Point annotations for photos:
-*-

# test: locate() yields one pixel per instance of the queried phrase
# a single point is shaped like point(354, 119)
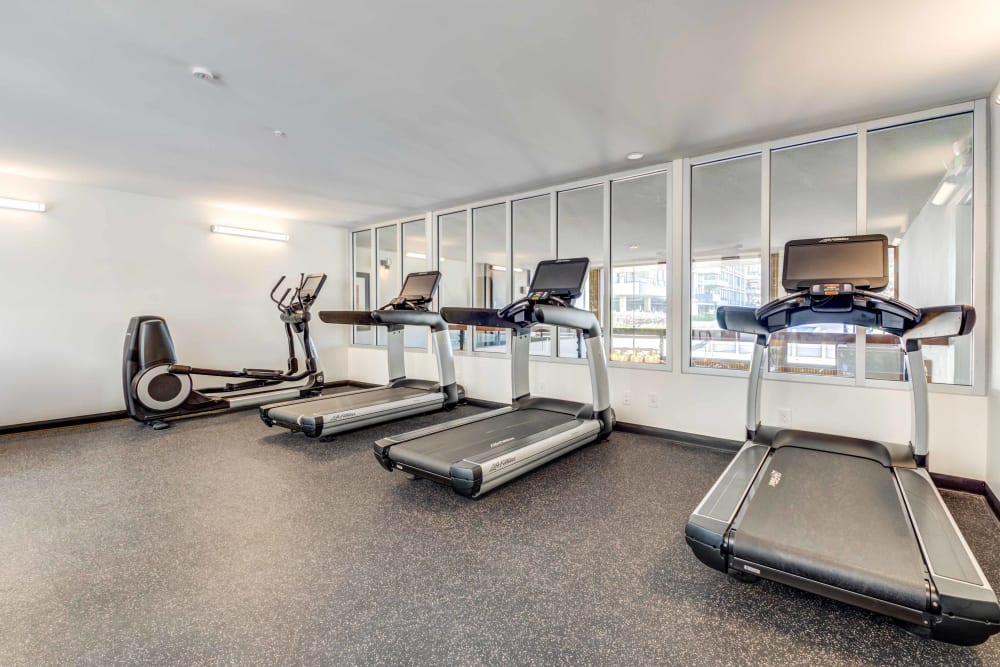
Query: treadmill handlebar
point(574, 318)
point(419, 318)
point(480, 317)
point(742, 319)
point(356, 317)
point(860, 308)
point(943, 322)
point(385, 318)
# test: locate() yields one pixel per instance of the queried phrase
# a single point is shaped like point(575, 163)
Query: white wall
point(74, 275)
point(993, 391)
point(715, 406)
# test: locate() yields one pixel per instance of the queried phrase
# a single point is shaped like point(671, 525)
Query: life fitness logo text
point(500, 464)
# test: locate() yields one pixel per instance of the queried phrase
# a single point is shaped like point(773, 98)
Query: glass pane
point(580, 233)
point(725, 256)
point(531, 237)
point(640, 272)
point(489, 259)
point(415, 259)
point(453, 290)
point(920, 180)
point(814, 192)
point(387, 277)
point(361, 294)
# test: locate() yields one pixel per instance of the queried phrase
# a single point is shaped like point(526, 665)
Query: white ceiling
point(396, 106)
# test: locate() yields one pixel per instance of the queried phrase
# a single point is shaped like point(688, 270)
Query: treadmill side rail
point(962, 586)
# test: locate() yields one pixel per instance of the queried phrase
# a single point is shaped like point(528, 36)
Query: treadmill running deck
point(839, 520)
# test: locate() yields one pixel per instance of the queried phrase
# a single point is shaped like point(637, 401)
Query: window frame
point(980, 268)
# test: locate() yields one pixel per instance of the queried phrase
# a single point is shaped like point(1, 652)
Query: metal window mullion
point(980, 241)
point(765, 238)
point(554, 245)
point(676, 269)
point(470, 274)
point(860, 335)
point(509, 246)
point(687, 180)
point(605, 319)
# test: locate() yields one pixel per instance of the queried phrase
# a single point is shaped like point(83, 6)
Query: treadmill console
point(556, 282)
point(861, 262)
point(417, 291)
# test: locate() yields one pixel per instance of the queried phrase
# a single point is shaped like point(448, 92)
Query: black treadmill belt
point(834, 519)
point(437, 452)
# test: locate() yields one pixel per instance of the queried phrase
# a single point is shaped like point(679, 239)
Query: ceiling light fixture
point(250, 233)
point(22, 205)
point(944, 192)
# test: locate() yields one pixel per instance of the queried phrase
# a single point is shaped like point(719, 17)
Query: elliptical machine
point(157, 387)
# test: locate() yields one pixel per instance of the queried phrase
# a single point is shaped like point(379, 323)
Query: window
point(531, 239)
point(640, 272)
point(361, 293)
point(814, 193)
point(489, 261)
point(453, 290)
point(725, 256)
point(387, 272)
point(414, 260)
point(920, 194)
point(580, 233)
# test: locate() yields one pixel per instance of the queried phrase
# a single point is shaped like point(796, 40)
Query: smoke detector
point(204, 73)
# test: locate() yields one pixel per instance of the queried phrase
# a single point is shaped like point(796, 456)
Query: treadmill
point(850, 519)
point(478, 453)
point(402, 396)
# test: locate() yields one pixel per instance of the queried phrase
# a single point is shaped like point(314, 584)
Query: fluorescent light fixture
point(254, 210)
point(944, 192)
point(22, 205)
point(251, 233)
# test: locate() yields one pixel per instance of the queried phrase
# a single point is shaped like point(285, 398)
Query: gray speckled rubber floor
point(220, 541)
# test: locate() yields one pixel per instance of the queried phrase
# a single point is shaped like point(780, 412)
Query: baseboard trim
point(993, 501)
point(954, 483)
point(695, 439)
point(66, 421)
point(80, 420)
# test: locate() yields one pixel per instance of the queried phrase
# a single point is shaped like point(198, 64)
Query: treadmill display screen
point(859, 260)
point(420, 286)
point(312, 285)
point(560, 275)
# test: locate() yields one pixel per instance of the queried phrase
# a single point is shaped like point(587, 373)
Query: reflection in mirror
point(725, 256)
point(387, 272)
point(580, 233)
point(453, 290)
point(920, 193)
point(361, 292)
point(640, 272)
point(531, 237)
point(814, 193)
point(489, 261)
point(415, 260)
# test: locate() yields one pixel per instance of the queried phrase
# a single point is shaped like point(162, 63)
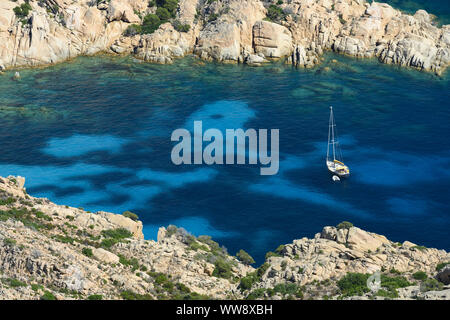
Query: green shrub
point(48, 296)
point(7, 201)
point(87, 252)
point(431, 285)
point(420, 275)
point(441, 266)
point(247, 282)
point(244, 257)
point(9, 242)
point(35, 287)
point(132, 30)
point(108, 243)
point(150, 24)
point(163, 14)
point(133, 262)
point(177, 25)
point(118, 234)
point(255, 294)
point(171, 230)
point(130, 295)
point(271, 254)
point(387, 293)
point(344, 225)
point(275, 13)
point(394, 271)
point(171, 6)
point(131, 215)
point(14, 283)
point(222, 269)
point(353, 284)
point(23, 10)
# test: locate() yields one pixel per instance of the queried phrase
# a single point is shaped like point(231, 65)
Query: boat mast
point(329, 136)
point(332, 132)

-*-

Reproduce the whole listing above line for line, leaving out the pictures.

# test: locate() yields one pixel per instance of the queried phrase
# a single point is shaped like point(354, 119)
Query: treadmill handlebar
point(574, 318)
point(419, 318)
point(480, 317)
point(742, 319)
point(356, 317)
point(860, 308)
point(943, 322)
point(385, 318)
# test: locate() yields one pixel per instance of the queried phrase
# a single point is shaped like point(575, 163)
Query: white wall
point(74, 275)
point(993, 391)
point(715, 406)
# test: locate() yields one pixel per instance of the queried phrase
# a single point is shaped like point(671, 525)
Query: life fitness logo text
point(500, 464)
# test: locate() yields one pixel per instance of the queried phrase
# a single point is shaped like point(773, 98)
Query: glass pane
point(580, 233)
point(725, 256)
point(531, 237)
point(640, 272)
point(489, 259)
point(415, 259)
point(453, 290)
point(920, 180)
point(814, 192)
point(387, 277)
point(361, 294)
# test: locate() yields one pixel per instance of the queried phrase
# a single point is shaped like point(526, 665)
Query: white ceiling
point(396, 106)
# test: locate() yields one pixel per instance of the queried phrase
# a single point is shaped like point(688, 270)
Query: treadmill side rail
point(962, 586)
# test: locate() yields one pixel per instance of the queried phrase
# a single point is shaped like point(528, 36)
Query: treadmill running deck
point(839, 520)
# test: locate() yields one pixel per instance of the queried phrase
# a single point is shaped like point(637, 401)
Query: window frame
point(980, 268)
# test: locate() yields one pixel per instance of the queried phrase
# a single point is shaped like point(1, 652)
Query: metal window mullion
point(980, 241)
point(765, 238)
point(554, 245)
point(676, 269)
point(470, 274)
point(860, 335)
point(509, 246)
point(687, 180)
point(605, 319)
# test: locate() yields one pixel per instance of the queried phrase
# a single point is shaped like point(83, 6)
Query: treadmill console
point(556, 282)
point(861, 262)
point(417, 291)
# test: locate() yields one pixel per instance of the queried phrase
# a single point is shaped like point(448, 92)
Query: black treadmill belt
point(834, 519)
point(437, 452)
# test: locate() yields one pixel per instance of the queried phrase
# a single point is shaped like point(679, 239)
Query: ceiling light fixture
point(250, 233)
point(22, 205)
point(944, 192)
# test: locate() yields one pixel per instance of the queried phrase
# a single point is shaped like point(719, 17)
Query: elliptical machine
point(157, 387)
# test: locate() yields one pixel per instance of the queried phrase
# a single point is shaped like point(379, 323)
Query: window
point(531, 239)
point(640, 272)
point(361, 293)
point(814, 193)
point(489, 261)
point(453, 290)
point(725, 256)
point(387, 272)
point(414, 260)
point(920, 194)
point(580, 233)
# test: locate() yields one pixel per instance of the queried phrase
# a single point is shaped like point(796, 40)
Query: smoke detector
point(204, 73)
# test: locate() yields one pixel per instance of the queried phrase
# a single point is shaped like point(796, 456)
Query: treadmill
point(850, 519)
point(478, 453)
point(402, 396)
# test: locate() yields one pixel per instance of the queried phrase
# a single point is shaped like point(314, 584)
Query: fluorescent light fixture
point(254, 210)
point(944, 192)
point(22, 205)
point(251, 233)
# test: locate() yields one pixel per instance of the queried phrase
# a single point is shaped like point(285, 398)
Query: gray speckled rubber floor
point(220, 541)
# test: locate() yields one pixel per instance of the queried phrase
# a single point is shaped like point(780, 412)
Query: baseboard trim
point(993, 501)
point(954, 483)
point(695, 439)
point(66, 421)
point(80, 420)
# test: locate() yields one pixel per instance of the queried phrase
# a single point is shaped like point(198, 64)
Query: treadmill display screen
point(859, 260)
point(420, 286)
point(312, 285)
point(560, 275)
# test: locate() yields one pixel per instance of the queried phrase
# a single point is shaped like point(587, 373)
Query: reflection in mirror
point(725, 256)
point(387, 272)
point(580, 233)
point(453, 290)
point(920, 193)
point(361, 292)
point(640, 272)
point(531, 237)
point(814, 193)
point(489, 261)
point(415, 260)
# test: locate() yields one pixel per instance of the queried phrase
# a single point is shaped like point(162, 63)
Query: green shrub
point(48, 296)
point(7, 201)
point(87, 252)
point(431, 285)
point(420, 275)
point(441, 266)
point(247, 282)
point(244, 257)
point(9, 242)
point(35, 287)
point(132, 30)
point(108, 243)
point(150, 24)
point(163, 14)
point(133, 262)
point(177, 25)
point(118, 234)
point(255, 294)
point(171, 230)
point(130, 295)
point(271, 254)
point(387, 293)
point(344, 225)
point(275, 13)
point(394, 271)
point(171, 6)
point(131, 215)
point(14, 283)
point(222, 269)
point(353, 284)
point(23, 10)
# test: locate() yields one pixel per instance of the queried phrase
# a single point is shaped like point(231, 65)
Query: boat mast
point(329, 136)
point(332, 132)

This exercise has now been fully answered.